### Record set
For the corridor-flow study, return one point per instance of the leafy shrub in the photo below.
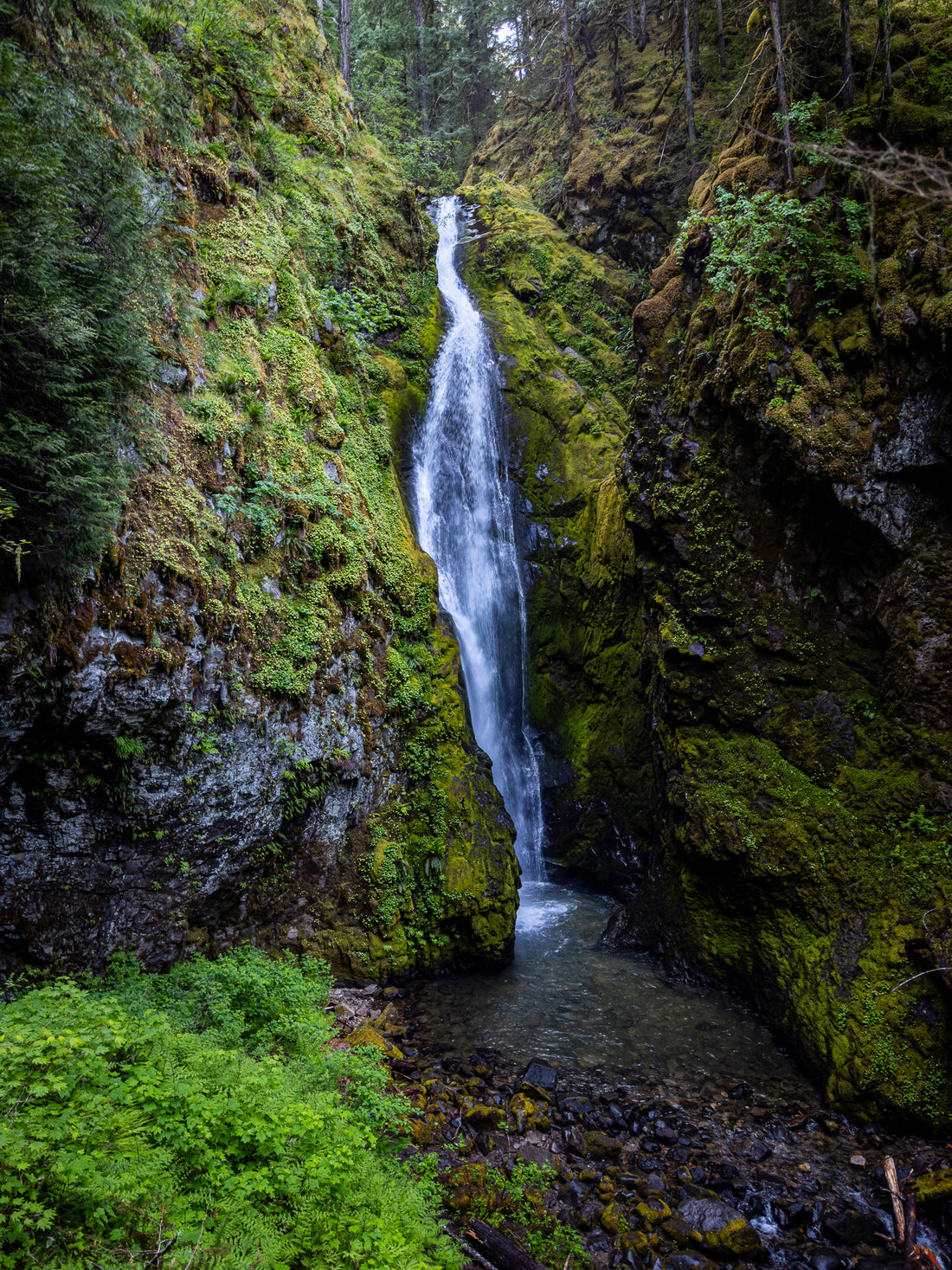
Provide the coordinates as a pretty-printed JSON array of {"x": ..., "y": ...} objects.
[
  {"x": 763, "y": 242},
  {"x": 199, "y": 1119}
]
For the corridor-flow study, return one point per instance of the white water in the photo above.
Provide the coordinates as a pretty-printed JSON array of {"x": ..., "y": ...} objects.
[{"x": 464, "y": 512}]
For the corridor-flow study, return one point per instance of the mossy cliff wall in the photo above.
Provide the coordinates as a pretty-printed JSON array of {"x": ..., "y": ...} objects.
[
  {"x": 559, "y": 315},
  {"x": 740, "y": 609},
  {"x": 788, "y": 489},
  {"x": 247, "y": 723}
]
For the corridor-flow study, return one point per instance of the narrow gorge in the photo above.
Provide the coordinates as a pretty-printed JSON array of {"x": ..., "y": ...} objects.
[{"x": 475, "y": 635}]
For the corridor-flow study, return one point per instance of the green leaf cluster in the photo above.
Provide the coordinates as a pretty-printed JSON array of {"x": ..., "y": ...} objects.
[{"x": 75, "y": 221}]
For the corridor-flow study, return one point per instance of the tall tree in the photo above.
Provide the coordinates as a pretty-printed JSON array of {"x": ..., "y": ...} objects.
[
  {"x": 721, "y": 48},
  {"x": 846, "y": 52},
  {"x": 688, "y": 84},
  {"x": 421, "y": 68},
  {"x": 568, "y": 68},
  {"x": 344, "y": 33}
]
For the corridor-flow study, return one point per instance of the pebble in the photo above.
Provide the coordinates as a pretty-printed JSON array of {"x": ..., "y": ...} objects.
[{"x": 646, "y": 1177}]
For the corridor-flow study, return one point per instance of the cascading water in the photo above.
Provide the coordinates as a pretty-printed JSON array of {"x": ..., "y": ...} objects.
[{"x": 462, "y": 502}]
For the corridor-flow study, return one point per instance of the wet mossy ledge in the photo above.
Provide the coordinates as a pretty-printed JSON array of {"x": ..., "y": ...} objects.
[
  {"x": 247, "y": 723},
  {"x": 786, "y": 483},
  {"x": 740, "y": 609}
]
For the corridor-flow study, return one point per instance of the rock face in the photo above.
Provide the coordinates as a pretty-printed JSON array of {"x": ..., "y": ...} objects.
[
  {"x": 794, "y": 554},
  {"x": 171, "y": 810},
  {"x": 248, "y": 721}
]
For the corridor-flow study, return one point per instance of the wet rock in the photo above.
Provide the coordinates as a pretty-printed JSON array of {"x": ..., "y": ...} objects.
[
  {"x": 685, "y": 1261},
  {"x": 369, "y": 1035},
  {"x": 933, "y": 1188},
  {"x": 682, "y": 1232},
  {"x": 826, "y": 1259},
  {"x": 533, "y": 1153},
  {"x": 853, "y": 1227},
  {"x": 543, "y": 1076},
  {"x": 601, "y": 1145},
  {"x": 612, "y": 1217},
  {"x": 484, "y": 1118},
  {"x": 653, "y": 1210},
  {"x": 576, "y": 1106}
]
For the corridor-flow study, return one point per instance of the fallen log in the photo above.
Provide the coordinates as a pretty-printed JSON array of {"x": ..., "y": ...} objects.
[{"x": 497, "y": 1248}]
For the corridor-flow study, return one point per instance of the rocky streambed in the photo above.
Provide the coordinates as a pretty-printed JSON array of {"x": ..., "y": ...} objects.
[{"x": 574, "y": 1170}]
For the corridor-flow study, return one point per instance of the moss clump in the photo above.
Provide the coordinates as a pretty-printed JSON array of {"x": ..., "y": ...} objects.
[
  {"x": 560, "y": 320},
  {"x": 264, "y": 590}
]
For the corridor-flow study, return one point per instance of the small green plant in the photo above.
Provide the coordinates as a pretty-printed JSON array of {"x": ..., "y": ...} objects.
[{"x": 763, "y": 244}]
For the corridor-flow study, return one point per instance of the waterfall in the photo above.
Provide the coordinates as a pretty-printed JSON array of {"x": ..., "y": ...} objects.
[{"x": 462, "y": 503}]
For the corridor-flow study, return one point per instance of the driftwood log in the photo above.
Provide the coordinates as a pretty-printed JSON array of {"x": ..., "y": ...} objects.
[{"x": 497, "y": 1248}]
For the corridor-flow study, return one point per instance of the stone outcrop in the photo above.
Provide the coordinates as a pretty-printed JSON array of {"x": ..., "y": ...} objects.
[{"x": 248, "y": 723}]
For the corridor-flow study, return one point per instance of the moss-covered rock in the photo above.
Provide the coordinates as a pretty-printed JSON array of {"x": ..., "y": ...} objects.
[
  {"x": 247, "y": 724},
  {"x": 556, "y": 313}
]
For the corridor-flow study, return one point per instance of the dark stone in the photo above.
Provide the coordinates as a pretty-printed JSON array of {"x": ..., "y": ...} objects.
[
  {"x": 541, "y": 1074},
  {"x": 853, "y": 1227},
  {"x": 826, "y": 1259}
]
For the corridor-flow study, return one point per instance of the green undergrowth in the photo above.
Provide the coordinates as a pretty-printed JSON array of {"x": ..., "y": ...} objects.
[
  {"x": 201, "y": 1118},
  {"x": 516, "y": 1204},
  {"x": 562, "y": 321}
]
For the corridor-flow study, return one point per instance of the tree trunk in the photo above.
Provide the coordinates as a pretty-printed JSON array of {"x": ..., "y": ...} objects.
[
  {"x": 690, "y": 87},
  {"x": 568, "y": 68},
  {"x": 846, "y": 54},
  {"x": 587, "y": 41},
  {"x": 421, "y": 68},
  {"x": 884, "y": 38},
  {"x": 782, "y": 86},
  {"x": 498, "y": 1248},
  {"x": 344, "y": 30}
]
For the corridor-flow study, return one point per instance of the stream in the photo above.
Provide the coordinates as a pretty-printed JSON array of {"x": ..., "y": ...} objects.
[{"x": 562, "y": 998}]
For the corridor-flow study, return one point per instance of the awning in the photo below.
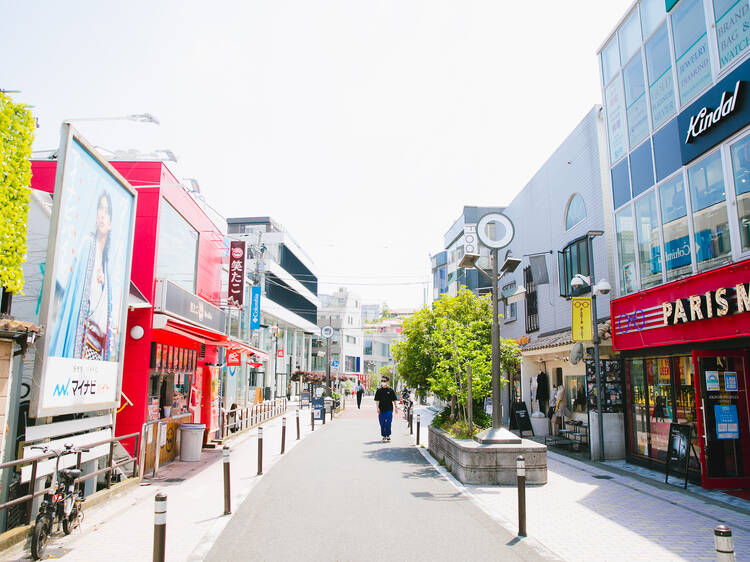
######
## Written problem
Copy every one of the lines above word for word, and leave the pictures out of your answer.

## Answer for the task
For the corridor-flow study, return one point per instance of the leafy shrub in the photo below.
Provide the coordinates as a pretty-printed JSON array of {"x": ..., "y": ...} objects.
[
  {"x": 763, "y": 242},
  {"x": 199, "y": 1119}
]
For the corridor-flow study, return one point per instance of the white water in the photo above.
Provide the coordinates as a pretty-printed JSON array of {"x": ..., "y": ...} objects.
[{"x": 464, "y": 512}]
For the corridor-flow study, return one point per instance of the mossy cliff wall in the photo above.
Provide the coordinates as a pretty-printed JSON array of {"x": ..., "y": ...} objects.
[
  {"x": 559, "y": 315},
  {"x": 740, "y": 609},
  {"x": 788, "y": 489},
  {"x": 247, "y": 723}
]
For the corridor-flow study, return one point per instance of the narrow gorge in the photo above.
Provide the coordinates as a pretty-printed JSON array of {"x": ..., "y": ...} objects.
[{"x": 475, "y": 635}]
For the corridor-flow study, return one point per instance of the green leaf cluster in the photo above.
Provide the coordinates as a pretty-printed JSON array of {"x": ..., "y": ...} objects.
[{"x": 75, "y": 221}]
For the corridor-flow study, return one point per instance of the tall tree in the photo above.
Provide the coordinates as a pretty-printed JSON array of {"x": ..., "y": ...} objects.
[
  {"x": 721, "y": 48},
  {"x": 846, "y": 52},
  {"x": 688, "y": 84},
  {"x": 421, "y": 68},
  {"x": 568, "y": 68},
  {"x": 344, "y": 33}
]
For the corridor-flow study, return one point per instance of the pebble in the photo above.
Provide the coordinates as a pretty-printed JSON array of {"x": ..., "y": ...} objects.
[{"x": 646, "y": 1177}]
For the corridor-flow study, return one point per instance of the cascading water in the photo above.
Provide the coordinates as a pretty-printed JSON array of {"x": ..., "y": ...} objects.
[{"x": 462, "y": 502}]
For the corridor-flow study, return one point per instance of the wet mossy ledge in the photo above.
Provide the coordinates as a pretty-printed JSON array of {"x": ..., "y": ...} objects.
[
  {"x": 247, "y": 723},
  {"x": 786, "y": 483},
  {"x": 740, "y": 609}
]
For the corridor-flow study, return one point per instance of the rock face in the photo above.
Provide the coordinates as a pretty-printed JSON array of {"x": ..., "y": ...} objects.
[
  {"x": 794, "y": 554},
  {"x": 171, "y": 810},
  {"x": 248, "y": 721}
]
For the corridor-flow study, return one point per instance of the wet rock in the photo above.
Provide the coordinates as a pretty-printed JSON array of {"x": ..., "y": ...} objects.
[
  {"x": 685, "y": 1261},
  {"x": 369, "y": 1035},
  {"x": 933, "y": 1188},
  {"x": 682, "y": 1232},
  {"x": 826, "y": 1259},
  {"x": 533, "y": 1153},
  {"x": 853, "y": 1227},
  {"x": 543, "y": 1076},
  {"x": 601, "y": 1145},
  {"x": 612, "y": 1217},
  {"x": 484, "y": 1118},
  {"x": 653, "y": 1210},
  {"x": 576, "y": 1106}
]
For the corridor-flow study, return one point per instance of the fallen log in the photo above.
Provide the coordinates as a pretty-printed JSON array of {"x": ..., "y": ...} objects.
[{"x": 497, "y": 1248}]
For the corridor-flow study, return one point per instance of the rocky streambed in the photo above.
Provide the coordinates as a pretty-printed JSON array of {"x": ..., "y": ...} objects.
[{"x": 574, "y": 1170}]
For the corridor-flow study, return one point per instance of the moss clump in the photo above.
Provide the coordinates as a pretty-printed JSON array of {"x": ..., "y": ...} objects.
[
  {"x": 560, "y": 320},
  {"x": 264, "y": 590}
]
For the corridor-flow study, return one point per instance of the small green plant in the photo above.
Provide the coordinates as a pretty-printed JSON array of {"x": ..., "y": ...} objects.
[{"x": 763, "y": 244}]
For the corridor-flow study, return one point per instance of the waterfall in the photo above.
Provide the coordinates as a pretty-printed JSON array of {"x": ..., "y": ...} objects.
[{"x": 462, "y": 503}]
For the corridor-flow study, return one point per instance of the driftwood log in the photo above.
Provide the coordinates as a pretty-printed JSON array of {"x": ..., "y": ...} objects.
[{"x": 497, "y": 1248}]
For the corridor-flow study, return one point per instance of the stone outcrop in the photo above.
Provide the coordinates as a pretty-printed JSON array of {"x": ..., "y": ...} objects.
[{"x": 248, "y": 723}]
For the corridor-flow study, return one point per instance of the moss-covered rock in the photo above.
Provide the coordinates as a pretty-printed JSON array of {"x": ..., "y": ...} objects.
[
  {"x": 247, "y": 724},
  {"x": 556, "y": 313}
]
For the corridor-flow study, return one point per instance of the dark stone in the photo above.
Provide the coordinates as a pretty-printed JSON array of {"x": ..., "y": ...} objects.
[
  {"x": 541, "y": 1074},
  {"x": 853, "y": 1227},
  {"x": 826, "y": 1259}
]
For the corridor-flow study, return one point per instance of the green undergrowth in the photo above.
Provide the coordinates as a pretty-printed JSON array of {"x": ..., "y": ...} objects.
[
  {"x": 201, "y": 1118},
  {"x": 516, "y": 1204},
  {"x": 562, "y": 321}
]
For the corridor-flow study, return one point per instance of the tree trunk in the photo above.
Provide the coordinates as a pretty-printed JSON array of {"x": ..., "y": ...} objects.
[
  {"x": 690, "y": 87},
  {"x": 568, "y": 68},
  {"x": 846, "y": 54},
  {"x": 587, "y": 41},
  {"x": 421, "y": 68},
  {"x": 884, "y": 38},
  {"x": 782, "y": 86},
  {"x": 498, "y": 1248},
  {"x": 344, "y": 30}
]
For the corridor-flow study, return one point per instance of the stream in the photo above.
Provide the coordinates as a pretty-printed JSON array of {"x": ..., "y": ...} objects.
[{"x": 562, "y": 998}]
For the corridor-flow study, return one point per instance of the awning in the photo below.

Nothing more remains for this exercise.